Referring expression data
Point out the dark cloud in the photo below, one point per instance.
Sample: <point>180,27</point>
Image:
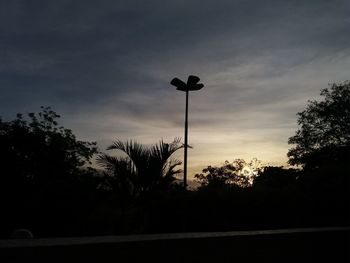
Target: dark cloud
<point>106,65</point>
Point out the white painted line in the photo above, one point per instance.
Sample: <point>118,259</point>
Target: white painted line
<point>49,242</point>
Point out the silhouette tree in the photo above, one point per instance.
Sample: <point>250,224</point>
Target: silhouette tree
<point>37,149</point>
<point>324,134</point>
<point>238,173</point>
<point>144,169</point>
<point>45,178</point>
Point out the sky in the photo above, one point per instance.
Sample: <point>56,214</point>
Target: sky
<point>106,67</point>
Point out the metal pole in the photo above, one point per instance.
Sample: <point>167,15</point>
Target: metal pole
<point>186,142</point>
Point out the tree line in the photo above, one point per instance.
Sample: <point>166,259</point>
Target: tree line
<point>49,186</point>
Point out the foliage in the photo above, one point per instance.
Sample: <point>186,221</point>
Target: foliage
<point>324,134</point>
<point>144,169</point>
<point>238,173</point>
<point>37,149</point>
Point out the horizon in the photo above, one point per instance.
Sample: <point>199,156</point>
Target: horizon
<point>106,69</point>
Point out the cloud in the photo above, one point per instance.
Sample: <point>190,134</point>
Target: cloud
<point>106,67</point>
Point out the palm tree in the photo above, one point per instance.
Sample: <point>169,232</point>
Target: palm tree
<point>144,169</point>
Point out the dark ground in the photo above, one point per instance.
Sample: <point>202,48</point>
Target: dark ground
<point>330,246</point>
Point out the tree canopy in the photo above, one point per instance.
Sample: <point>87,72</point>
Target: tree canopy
<point>324,133</point>
<point>35,148</point>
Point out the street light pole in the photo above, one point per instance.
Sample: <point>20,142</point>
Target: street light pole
<point>191,85</point>
<point>186,142</point>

TASK BRIEF >> Could you print all of the entries exactly, skipping the images?

RESULT >>
Point out the dark cloud in the photo below, one point per instance.
Sample: <point>180,27</point>
Image:
Target: dark cloud
<point>106,65</point>
Point out the white painted line in the photo above, one point per instance.
Sample: <point>118,259</point>
Target: white painted line
<point>49,242</point>
Point out the silhouette tree in the photo above, one point per instance.
Sample: <point>250,224</point>
Target: silhouette tree
<point>37,149</point>
<point>324,134</point>
<point>238,173</point>
<point>144,169</point>
<point>45,178</point>
Point out the sky in the photo above, one point per instance.
Sample: <point>56,214</point>
Target: sky
<point>106,67</point>
Point out the metal pole in the photo above, one point per instance.
Sample: <point>167,15</point>
Target: metal pole
<point>186,142</point>
Point out the tree line in the photo above, one point per instance.
Sample: <point>166,259</point>
Target: tree line
<point>49,186</point>
Point out the foliage in the photo above, one point per instance.
Sample: <point>186,221</point>
Target: foliage
<point>324,134</point>
<point>144,169</point>
<point>238,173</point>
<point>37,149</point>
Point out the horizon in the photo above, one point per instance.
Sample: <point>199,156</point>
Target: horizon
<point>106,69</point>
Point out the cloud in the photo above, one point per instance.
Sample: <point>190,134</point>
Target: cloud
<point>106,67</point>
Point out the palm tree in the photo above, one point per instance.
Sample: <point>169,232</point>
Target: palm tree
<point>144,169</point>
Point out the dark ground in the photo above, one point per instance.
Sample: <point>202,48</point>
Target: dark ground
<point>330,246</point>
Point out the tree canopy in the photo above, one point per instance.
Sample: <point>87,72</point>
Target: tree canopy
<point>324,133</point>
<point>35,148</point>
Point out the street light pole in the photo above, one point per instance.
Sample: <point>20,142</point>
Target: street light pole
<point>191,85</point>
<point>186,142</point>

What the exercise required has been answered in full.